* Records shown *

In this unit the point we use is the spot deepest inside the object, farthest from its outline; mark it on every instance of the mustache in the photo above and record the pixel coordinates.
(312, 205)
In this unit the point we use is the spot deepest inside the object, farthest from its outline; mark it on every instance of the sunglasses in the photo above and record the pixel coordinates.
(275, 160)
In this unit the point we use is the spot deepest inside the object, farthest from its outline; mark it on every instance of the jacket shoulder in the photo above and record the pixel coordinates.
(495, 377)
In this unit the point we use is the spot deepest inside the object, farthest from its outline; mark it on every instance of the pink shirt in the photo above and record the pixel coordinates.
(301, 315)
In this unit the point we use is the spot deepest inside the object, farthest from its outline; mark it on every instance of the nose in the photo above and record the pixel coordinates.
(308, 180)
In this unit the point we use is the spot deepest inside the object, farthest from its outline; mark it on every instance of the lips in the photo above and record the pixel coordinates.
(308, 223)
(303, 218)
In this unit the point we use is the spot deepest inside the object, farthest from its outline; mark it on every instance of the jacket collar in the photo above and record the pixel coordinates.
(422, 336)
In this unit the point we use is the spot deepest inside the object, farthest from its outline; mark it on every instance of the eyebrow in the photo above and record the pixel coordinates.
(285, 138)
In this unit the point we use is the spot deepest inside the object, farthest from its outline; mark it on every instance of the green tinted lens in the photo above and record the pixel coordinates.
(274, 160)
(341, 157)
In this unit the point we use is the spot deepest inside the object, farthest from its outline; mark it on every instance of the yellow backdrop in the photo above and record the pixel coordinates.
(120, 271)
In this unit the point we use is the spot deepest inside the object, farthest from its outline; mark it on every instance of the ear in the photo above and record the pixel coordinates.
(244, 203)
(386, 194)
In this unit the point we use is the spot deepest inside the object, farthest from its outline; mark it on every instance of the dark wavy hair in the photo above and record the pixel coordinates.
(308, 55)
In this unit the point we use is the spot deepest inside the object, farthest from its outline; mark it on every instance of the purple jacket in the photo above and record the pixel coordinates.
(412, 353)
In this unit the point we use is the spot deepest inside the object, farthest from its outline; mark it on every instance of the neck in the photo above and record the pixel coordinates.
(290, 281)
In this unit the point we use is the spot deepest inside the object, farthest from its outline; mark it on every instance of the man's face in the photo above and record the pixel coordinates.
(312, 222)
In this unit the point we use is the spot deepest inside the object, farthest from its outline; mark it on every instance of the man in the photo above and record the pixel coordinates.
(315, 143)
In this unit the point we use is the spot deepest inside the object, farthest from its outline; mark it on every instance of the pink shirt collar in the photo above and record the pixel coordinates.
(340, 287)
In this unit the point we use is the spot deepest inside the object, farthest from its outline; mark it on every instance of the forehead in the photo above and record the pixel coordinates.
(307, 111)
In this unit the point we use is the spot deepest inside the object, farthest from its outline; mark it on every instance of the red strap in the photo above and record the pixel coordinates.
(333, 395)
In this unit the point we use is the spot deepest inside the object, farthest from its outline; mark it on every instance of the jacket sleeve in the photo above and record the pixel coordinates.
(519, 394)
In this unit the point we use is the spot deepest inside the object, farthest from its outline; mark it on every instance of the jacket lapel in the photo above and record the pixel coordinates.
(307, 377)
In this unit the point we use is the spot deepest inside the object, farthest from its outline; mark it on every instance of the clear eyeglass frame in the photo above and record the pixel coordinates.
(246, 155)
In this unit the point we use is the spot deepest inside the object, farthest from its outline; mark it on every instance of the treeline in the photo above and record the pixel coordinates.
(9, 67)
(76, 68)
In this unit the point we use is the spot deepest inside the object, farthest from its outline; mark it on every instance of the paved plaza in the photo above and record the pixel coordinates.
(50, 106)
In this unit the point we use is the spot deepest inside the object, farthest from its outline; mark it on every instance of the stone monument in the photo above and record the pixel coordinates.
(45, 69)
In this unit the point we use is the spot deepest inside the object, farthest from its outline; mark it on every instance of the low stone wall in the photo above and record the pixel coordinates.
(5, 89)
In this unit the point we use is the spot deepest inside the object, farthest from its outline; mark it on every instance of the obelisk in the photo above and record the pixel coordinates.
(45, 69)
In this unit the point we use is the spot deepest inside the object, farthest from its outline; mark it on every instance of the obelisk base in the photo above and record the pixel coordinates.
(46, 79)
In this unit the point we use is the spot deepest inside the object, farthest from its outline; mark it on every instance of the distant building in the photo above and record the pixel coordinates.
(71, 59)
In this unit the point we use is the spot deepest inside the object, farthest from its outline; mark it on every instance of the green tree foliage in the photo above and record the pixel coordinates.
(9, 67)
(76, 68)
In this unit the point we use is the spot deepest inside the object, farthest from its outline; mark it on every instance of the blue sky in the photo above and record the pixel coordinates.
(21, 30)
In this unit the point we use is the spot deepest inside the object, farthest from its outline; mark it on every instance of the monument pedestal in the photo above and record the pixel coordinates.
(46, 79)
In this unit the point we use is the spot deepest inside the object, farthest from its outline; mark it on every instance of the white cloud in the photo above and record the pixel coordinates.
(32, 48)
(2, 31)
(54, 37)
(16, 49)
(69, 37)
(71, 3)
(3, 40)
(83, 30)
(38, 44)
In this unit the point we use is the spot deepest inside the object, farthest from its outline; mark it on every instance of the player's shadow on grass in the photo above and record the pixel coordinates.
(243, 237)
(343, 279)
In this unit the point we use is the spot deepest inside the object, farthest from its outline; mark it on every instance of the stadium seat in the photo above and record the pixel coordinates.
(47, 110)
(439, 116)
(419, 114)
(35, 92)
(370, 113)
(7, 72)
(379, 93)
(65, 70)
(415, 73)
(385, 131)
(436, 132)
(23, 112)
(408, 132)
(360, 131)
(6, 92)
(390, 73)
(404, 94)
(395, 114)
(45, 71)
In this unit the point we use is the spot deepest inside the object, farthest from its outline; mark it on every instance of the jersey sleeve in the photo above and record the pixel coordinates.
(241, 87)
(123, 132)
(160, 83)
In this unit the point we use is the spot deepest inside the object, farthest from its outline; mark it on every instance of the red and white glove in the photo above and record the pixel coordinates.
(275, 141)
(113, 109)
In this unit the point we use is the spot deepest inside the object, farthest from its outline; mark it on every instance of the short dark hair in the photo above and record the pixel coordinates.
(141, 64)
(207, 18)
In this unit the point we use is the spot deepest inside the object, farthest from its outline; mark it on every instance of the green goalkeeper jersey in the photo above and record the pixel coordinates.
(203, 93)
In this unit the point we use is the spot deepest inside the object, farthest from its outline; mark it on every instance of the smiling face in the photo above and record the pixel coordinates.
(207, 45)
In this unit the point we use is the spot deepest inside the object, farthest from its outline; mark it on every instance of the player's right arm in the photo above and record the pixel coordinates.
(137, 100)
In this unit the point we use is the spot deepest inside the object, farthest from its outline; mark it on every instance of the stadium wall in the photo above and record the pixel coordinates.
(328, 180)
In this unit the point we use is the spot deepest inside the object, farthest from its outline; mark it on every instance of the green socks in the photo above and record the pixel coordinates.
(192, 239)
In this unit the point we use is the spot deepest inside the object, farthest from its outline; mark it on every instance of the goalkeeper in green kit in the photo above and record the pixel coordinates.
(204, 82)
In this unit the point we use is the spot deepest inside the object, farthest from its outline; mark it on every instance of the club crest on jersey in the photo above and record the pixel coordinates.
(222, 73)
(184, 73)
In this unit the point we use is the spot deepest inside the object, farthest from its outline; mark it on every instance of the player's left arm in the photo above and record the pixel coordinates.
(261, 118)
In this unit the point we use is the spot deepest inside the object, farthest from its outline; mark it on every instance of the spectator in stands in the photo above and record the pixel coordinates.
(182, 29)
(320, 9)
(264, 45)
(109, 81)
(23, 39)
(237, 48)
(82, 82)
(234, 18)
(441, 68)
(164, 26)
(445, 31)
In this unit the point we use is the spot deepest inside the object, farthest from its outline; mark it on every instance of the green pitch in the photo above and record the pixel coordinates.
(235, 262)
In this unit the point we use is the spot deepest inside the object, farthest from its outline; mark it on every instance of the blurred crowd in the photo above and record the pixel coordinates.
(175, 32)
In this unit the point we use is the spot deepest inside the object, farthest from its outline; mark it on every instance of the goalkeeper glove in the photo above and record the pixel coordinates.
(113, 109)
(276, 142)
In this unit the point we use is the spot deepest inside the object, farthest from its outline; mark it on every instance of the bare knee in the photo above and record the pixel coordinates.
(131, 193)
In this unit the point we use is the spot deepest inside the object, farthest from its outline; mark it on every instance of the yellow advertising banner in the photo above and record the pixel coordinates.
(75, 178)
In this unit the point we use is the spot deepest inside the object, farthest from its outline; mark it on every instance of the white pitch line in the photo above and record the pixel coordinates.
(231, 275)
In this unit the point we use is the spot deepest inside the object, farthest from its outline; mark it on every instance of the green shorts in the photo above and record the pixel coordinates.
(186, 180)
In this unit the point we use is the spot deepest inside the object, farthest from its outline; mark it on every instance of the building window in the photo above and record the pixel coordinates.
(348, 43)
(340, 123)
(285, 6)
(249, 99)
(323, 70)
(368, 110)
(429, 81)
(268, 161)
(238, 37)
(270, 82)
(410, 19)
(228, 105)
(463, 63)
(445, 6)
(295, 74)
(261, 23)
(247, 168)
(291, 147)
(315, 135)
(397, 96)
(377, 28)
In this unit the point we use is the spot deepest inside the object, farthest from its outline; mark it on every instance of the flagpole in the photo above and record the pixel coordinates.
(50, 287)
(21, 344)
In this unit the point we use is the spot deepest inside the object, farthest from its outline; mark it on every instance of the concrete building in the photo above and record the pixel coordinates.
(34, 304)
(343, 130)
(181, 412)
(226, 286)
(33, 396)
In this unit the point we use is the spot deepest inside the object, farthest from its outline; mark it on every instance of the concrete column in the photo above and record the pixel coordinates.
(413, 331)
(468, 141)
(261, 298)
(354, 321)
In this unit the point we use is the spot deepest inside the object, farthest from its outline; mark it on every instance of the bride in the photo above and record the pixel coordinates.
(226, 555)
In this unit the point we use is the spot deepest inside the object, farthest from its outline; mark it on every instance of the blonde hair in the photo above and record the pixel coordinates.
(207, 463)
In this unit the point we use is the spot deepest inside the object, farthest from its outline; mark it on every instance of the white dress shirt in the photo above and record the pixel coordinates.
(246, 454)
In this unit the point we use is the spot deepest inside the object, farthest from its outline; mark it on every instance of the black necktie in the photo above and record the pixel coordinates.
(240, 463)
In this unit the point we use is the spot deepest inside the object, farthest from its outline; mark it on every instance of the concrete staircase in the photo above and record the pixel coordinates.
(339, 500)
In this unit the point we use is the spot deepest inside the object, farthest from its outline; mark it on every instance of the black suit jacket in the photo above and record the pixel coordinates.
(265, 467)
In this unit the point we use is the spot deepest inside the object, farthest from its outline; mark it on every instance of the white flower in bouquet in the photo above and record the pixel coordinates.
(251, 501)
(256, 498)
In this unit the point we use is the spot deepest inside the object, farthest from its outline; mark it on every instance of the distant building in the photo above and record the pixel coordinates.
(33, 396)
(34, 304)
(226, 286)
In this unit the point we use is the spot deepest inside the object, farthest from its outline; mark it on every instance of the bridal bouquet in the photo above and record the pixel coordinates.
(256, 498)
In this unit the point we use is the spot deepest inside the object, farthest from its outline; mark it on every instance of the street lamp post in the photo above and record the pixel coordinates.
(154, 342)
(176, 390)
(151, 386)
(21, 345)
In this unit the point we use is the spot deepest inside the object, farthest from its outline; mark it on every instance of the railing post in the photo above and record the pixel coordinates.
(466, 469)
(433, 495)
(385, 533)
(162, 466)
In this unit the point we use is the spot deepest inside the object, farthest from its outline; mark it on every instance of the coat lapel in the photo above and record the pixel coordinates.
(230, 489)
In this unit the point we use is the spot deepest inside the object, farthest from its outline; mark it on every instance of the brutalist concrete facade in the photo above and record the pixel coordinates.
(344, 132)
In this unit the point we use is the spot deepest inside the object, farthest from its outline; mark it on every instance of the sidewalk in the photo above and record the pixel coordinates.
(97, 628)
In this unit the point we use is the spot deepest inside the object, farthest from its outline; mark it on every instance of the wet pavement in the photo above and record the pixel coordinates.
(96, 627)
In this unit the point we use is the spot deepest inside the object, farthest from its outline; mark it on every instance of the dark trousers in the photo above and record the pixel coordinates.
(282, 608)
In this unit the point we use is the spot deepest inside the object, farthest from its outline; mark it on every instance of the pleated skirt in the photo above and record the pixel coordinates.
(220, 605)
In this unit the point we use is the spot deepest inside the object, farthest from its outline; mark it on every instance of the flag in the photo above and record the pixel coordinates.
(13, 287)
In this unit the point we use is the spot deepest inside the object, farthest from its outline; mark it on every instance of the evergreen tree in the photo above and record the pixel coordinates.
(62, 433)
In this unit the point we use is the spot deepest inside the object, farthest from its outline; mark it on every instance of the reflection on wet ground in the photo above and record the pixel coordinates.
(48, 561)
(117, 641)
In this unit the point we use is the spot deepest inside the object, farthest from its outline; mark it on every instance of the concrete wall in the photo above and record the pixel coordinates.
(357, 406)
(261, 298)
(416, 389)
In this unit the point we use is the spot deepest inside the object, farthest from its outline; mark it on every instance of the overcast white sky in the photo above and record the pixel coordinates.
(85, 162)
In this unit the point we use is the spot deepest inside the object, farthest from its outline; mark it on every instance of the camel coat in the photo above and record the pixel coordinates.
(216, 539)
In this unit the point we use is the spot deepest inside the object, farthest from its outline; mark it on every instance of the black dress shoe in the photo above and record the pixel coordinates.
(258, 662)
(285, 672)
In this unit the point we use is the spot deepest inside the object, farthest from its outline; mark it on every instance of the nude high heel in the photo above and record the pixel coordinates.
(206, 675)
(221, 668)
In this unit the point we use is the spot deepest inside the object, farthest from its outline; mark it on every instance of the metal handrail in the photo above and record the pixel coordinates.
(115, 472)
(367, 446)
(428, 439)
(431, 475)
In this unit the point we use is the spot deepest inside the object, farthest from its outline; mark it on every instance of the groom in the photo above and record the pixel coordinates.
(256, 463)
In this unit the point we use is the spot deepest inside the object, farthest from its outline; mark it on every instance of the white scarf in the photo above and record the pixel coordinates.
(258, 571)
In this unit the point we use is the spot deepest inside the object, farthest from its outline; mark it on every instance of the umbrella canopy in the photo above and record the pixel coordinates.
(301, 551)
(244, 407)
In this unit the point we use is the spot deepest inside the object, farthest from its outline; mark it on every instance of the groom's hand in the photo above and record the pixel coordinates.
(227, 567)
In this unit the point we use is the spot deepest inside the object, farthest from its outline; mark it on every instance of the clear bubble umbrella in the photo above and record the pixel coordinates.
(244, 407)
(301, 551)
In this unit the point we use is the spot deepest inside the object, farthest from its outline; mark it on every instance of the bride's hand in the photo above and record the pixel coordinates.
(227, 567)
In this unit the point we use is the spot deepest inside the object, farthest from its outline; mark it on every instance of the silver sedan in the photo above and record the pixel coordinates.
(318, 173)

* Task *
Starting at the line that contains "of the groom's", quote each remaining line of the entries above, unchanged.

* Task result *
In this unit the point we use is the spot deepest inside the object, farthest from its outline; mark it on every instance of the groom's hand in the photo above and record the pixel coordinates.
(227, 567)
In this unit the point we use is the spot deepest inside the object, farthest from its outline; mark it on every instance of the clear bubble umbrella in the photo above and record the pixel coordinates.
(244, 407)
(301, 551)
In this unit the point we use is the spot deepest inside the object, farthest from its outline; mark it on every instance of the bride's hand in the photo above and record the pixel coordinates.
(227, 567)
In this unit the point we use is the spot deepest inside the object, farthest from its outline; mark it on every instance of the silver sedan in the photo above and record the pixel coordinates.
(318, 173)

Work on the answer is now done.